Directive: Report how many lines in the material below contain the string "glitter". Case counts, so only matches with the same capitalization qualify. Give the number and nothing else.

Material provided:
━━━━━━

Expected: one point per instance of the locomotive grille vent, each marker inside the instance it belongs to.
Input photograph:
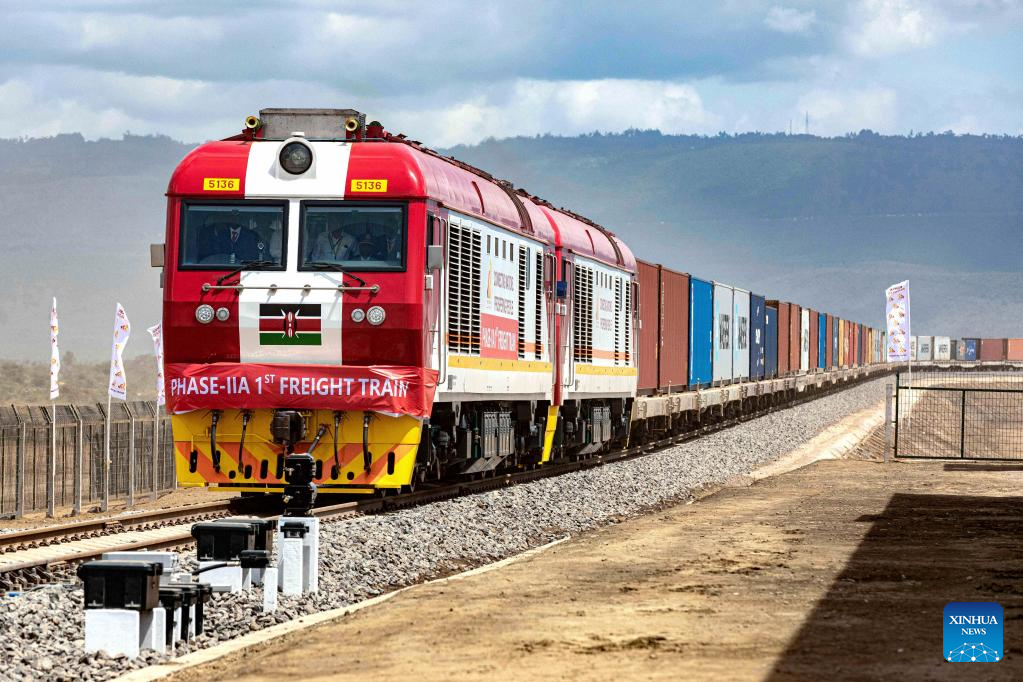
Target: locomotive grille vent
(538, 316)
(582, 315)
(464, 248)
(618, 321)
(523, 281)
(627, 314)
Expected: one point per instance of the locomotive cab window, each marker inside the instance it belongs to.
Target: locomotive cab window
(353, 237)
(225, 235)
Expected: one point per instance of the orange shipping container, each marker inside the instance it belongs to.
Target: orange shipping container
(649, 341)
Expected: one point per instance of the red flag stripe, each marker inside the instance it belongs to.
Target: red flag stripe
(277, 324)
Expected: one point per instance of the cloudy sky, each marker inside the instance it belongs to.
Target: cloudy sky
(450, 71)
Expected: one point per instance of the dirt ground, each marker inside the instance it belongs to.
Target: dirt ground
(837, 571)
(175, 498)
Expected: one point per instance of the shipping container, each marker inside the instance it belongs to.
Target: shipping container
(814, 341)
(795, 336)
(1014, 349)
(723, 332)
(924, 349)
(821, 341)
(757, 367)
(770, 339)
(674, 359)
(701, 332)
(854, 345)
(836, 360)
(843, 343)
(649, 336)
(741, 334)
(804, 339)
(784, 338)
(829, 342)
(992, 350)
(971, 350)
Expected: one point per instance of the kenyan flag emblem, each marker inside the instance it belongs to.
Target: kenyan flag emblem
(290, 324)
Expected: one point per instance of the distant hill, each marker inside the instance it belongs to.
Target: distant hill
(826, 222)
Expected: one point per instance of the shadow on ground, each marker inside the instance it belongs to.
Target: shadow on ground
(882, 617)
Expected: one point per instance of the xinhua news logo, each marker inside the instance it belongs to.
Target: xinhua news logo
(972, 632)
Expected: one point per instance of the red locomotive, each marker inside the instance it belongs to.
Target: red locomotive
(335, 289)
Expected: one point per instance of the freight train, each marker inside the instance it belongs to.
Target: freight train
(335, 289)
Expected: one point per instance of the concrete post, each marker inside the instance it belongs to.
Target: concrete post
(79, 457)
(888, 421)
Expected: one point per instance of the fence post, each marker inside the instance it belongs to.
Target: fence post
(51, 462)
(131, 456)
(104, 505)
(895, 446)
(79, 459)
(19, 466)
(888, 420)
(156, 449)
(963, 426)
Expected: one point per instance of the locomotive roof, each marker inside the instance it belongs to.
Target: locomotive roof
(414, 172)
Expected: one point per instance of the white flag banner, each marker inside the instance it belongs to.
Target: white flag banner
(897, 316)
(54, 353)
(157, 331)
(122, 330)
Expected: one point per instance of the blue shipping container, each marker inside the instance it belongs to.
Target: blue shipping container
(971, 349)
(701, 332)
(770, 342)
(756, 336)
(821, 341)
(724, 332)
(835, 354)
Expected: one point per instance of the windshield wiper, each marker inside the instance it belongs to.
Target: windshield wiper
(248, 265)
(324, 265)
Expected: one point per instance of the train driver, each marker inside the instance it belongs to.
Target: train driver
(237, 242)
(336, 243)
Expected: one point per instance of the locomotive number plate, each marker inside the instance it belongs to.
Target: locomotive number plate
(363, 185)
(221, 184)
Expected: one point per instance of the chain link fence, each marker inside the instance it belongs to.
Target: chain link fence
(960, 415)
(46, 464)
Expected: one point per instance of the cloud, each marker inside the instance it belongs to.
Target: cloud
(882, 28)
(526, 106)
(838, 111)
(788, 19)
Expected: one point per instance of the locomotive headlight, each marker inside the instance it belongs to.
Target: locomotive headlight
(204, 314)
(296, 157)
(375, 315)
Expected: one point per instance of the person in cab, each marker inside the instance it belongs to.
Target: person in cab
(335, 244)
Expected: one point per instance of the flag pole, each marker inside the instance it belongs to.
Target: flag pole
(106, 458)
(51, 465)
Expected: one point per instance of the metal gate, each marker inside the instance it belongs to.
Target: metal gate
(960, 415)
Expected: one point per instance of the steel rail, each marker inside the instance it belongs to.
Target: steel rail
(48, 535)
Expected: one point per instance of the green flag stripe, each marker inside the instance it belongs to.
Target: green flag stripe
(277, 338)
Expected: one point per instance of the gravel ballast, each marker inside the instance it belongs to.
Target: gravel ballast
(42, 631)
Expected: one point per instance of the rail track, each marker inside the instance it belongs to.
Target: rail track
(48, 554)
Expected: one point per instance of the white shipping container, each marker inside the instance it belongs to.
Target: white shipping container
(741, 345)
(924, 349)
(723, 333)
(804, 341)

━━━━━━

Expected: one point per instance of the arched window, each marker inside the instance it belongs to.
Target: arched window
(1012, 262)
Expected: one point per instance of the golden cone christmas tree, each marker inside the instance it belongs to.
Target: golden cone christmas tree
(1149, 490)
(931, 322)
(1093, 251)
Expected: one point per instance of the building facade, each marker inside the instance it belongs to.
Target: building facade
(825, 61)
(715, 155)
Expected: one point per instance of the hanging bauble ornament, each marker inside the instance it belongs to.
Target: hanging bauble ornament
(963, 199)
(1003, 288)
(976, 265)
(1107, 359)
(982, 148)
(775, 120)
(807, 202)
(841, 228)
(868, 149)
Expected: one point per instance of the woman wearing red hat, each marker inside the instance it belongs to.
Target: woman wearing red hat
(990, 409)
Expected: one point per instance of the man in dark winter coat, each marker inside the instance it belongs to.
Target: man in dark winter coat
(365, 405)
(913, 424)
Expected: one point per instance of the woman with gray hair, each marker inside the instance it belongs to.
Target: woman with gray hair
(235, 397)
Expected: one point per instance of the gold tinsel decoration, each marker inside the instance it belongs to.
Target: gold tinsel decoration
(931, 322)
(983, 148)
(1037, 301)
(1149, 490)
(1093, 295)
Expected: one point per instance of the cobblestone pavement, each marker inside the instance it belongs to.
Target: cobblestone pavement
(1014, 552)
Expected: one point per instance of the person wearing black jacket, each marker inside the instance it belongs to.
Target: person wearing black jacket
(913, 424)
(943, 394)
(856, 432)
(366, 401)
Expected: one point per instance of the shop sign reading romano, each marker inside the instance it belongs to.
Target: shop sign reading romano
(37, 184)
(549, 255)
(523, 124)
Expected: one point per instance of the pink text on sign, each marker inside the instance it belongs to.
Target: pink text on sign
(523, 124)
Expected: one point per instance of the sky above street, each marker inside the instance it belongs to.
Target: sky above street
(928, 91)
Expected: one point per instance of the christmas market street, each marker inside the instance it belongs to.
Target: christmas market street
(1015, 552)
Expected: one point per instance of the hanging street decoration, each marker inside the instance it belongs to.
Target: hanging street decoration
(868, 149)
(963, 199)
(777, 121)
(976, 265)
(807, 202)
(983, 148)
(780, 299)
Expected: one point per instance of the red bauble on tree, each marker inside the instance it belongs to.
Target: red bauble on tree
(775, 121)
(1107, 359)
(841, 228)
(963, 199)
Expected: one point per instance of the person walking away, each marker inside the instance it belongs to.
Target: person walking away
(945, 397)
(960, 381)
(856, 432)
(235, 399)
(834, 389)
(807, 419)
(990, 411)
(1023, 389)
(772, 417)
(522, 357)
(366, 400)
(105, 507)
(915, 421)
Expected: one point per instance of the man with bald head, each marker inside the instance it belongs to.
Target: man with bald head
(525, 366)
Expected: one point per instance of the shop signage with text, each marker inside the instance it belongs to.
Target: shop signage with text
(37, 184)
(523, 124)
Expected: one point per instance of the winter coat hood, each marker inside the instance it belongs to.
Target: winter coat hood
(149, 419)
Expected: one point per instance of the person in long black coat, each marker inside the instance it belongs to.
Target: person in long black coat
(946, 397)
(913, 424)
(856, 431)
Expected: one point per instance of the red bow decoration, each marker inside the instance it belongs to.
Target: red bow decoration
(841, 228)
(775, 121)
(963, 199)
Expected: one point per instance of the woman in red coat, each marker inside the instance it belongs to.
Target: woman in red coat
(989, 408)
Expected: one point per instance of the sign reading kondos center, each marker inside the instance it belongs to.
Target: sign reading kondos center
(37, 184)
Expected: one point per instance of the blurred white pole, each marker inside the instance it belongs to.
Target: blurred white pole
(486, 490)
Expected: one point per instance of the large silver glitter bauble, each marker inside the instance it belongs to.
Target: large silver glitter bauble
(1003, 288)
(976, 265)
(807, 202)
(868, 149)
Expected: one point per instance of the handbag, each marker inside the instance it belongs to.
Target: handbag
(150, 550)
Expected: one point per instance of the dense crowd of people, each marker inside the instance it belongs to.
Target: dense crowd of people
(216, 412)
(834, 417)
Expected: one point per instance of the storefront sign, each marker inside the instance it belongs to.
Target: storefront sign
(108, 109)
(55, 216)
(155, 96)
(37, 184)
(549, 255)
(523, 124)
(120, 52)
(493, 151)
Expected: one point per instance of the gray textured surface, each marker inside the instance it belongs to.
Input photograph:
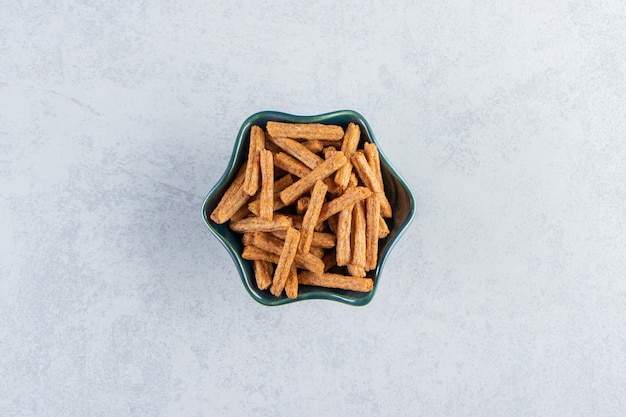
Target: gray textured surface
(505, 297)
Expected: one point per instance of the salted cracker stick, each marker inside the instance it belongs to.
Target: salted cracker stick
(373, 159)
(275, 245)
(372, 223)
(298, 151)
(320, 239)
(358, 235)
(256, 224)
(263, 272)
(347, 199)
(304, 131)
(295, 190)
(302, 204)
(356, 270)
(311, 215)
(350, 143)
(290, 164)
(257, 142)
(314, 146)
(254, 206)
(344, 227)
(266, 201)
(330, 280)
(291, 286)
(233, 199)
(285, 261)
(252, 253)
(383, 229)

━━━━━━

Exercise output: 2